Barry Shear – « Meurtres dans la 110e rue » (« Across 110th Street ») (1972)

Alors que la décennie 70 venait tout juste de débuter, Melvin Van Peebles mettait un grand coup de pied dans la fourmilière du septième art avec Sweet Sweetback’s Baadasssss Song. Fait notable, le long-métrage indépendant transgressif, au tournage guérilla, se trouve entièrement produit et réalisé par des personnalités noires. Ce dernier impulse un mouvement qui ne tarde pas à rentrer dans le rang de l’industrie, au grand dam de son réalisateur : la blaxploitation. Shaft, Coffy, la panthère noire de Harlem ou Superfly ne tardent pas à lui emboîter le pas. Le point commun de ces polars poseurs et décomplexés ? Mettre en avant des protagonistes afro-américains, populariser une culture mal perçue, notamment aux travers de bandes originales cultes, mais surtout, être produits par des studios hollywoodiens (gérés par des Blancs) ayant flairé le bon filon. À mille lieues de la rage du film de Van Peebles, ces longs-métrages trouvent néanmoins leur public et deviennent une manne financière dans laquelle beaucoup vont s’engouffrer. Réalisé par Barry Shear, Meurtres dans la 110e rue est fréquemment rattaché à cette mouvance, et s’impose comme l’une des plus grandes réussites (il se murmure qu’Elvis Presley était fan). Cinéaste principalement connu pour son travail à la télévision sur des séries (Les Rues de San Francisco), le metteur en scène a, en revanche, vu son nom disparaître de la mémoire des cinéphiles malgré quatre longs-métrages tournés pour le cinéma. Tiré d’un roman de Wally Ferris, le thriller raconte la traque de trois criminels amateurs poursuivis par tous les gangsters de New York et la police après avoir braqué l’argent de la mafia. Grâce au combo Blu-Ray/DVD proposé par Rimini Editions, il est grand temps de se pencher en détails sur cette œuvre rugueuse et de se questionner sur son appartenance au genre.

Extraits d'enregistrements:
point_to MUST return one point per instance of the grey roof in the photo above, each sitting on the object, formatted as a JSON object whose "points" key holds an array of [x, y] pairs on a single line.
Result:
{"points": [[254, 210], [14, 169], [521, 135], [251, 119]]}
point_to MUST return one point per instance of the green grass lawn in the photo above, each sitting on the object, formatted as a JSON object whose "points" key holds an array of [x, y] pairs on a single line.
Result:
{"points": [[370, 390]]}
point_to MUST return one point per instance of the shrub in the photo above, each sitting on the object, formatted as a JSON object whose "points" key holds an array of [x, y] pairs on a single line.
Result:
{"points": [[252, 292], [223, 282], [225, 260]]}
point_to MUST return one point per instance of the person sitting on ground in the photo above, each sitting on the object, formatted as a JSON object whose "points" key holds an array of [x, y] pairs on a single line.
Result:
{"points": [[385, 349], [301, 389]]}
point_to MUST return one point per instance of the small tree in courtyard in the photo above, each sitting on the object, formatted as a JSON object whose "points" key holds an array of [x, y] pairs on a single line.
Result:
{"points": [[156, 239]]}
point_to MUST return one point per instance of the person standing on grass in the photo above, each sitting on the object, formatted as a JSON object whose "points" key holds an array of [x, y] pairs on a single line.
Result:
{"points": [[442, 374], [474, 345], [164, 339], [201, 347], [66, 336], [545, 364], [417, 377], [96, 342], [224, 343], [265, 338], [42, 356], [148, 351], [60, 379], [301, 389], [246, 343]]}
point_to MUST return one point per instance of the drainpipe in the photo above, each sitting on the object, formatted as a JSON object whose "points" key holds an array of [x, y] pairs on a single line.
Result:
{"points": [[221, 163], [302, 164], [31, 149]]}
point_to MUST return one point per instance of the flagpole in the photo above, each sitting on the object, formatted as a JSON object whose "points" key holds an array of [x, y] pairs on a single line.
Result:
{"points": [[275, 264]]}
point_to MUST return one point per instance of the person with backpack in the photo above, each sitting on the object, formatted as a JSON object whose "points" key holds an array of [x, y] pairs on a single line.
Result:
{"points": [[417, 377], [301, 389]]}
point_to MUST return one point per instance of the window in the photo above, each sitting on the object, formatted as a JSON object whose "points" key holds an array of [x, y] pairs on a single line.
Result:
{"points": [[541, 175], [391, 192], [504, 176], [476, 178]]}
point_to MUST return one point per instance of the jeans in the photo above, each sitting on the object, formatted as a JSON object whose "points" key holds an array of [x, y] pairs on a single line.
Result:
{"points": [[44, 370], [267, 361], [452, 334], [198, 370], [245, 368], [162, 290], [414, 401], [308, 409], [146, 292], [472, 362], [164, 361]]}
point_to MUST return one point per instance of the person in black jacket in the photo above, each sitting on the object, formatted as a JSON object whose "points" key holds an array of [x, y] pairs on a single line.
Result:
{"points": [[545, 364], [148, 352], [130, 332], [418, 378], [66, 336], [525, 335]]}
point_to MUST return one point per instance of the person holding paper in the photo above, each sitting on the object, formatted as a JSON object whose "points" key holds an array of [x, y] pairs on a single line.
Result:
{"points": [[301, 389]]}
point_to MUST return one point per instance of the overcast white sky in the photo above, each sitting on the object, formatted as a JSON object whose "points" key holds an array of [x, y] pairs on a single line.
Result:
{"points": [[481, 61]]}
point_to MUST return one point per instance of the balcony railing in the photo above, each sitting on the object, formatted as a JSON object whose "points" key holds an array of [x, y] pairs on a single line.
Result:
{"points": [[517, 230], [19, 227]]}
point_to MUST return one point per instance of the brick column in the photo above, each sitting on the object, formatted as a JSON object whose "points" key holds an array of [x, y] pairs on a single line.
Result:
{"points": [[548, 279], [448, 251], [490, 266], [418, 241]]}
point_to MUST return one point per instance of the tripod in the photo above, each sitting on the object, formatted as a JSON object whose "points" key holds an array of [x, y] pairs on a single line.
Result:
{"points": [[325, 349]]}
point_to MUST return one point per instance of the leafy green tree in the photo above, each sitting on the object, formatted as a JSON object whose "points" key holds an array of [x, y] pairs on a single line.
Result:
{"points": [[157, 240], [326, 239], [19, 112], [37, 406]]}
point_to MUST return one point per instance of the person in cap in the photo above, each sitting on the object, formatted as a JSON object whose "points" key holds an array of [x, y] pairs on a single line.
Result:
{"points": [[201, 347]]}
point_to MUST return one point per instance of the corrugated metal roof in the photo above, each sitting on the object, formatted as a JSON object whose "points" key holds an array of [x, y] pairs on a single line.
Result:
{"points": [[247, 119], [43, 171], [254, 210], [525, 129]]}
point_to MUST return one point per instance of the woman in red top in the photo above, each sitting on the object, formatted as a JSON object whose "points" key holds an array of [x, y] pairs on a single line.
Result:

Liste des consignes:
a: Selon le texte consacré à Meurtres dans la 110e rue, de quel roman ce thriller est-il tiré ?
b: Modifiez le passage des enregistrements qui va de la ligne contenant « point_to MUST return one point per instance of the woman » jusqu'à la fin des enregistrements : remplacez « red top » par « blue jacket » et laissez tout le reste tel quel.
Les enregistrements n'ont aucun rapport avec le texte.

Corrigé des exercices:
a: D'un roman de Wally Ferris.

b:
point_to MUST return one point per instance of the woman in blue jacket in the photo above, each sitting on the object, formatted as a JSON object whose "points" key holds an array of [x, y] pairs on a single line.
Result:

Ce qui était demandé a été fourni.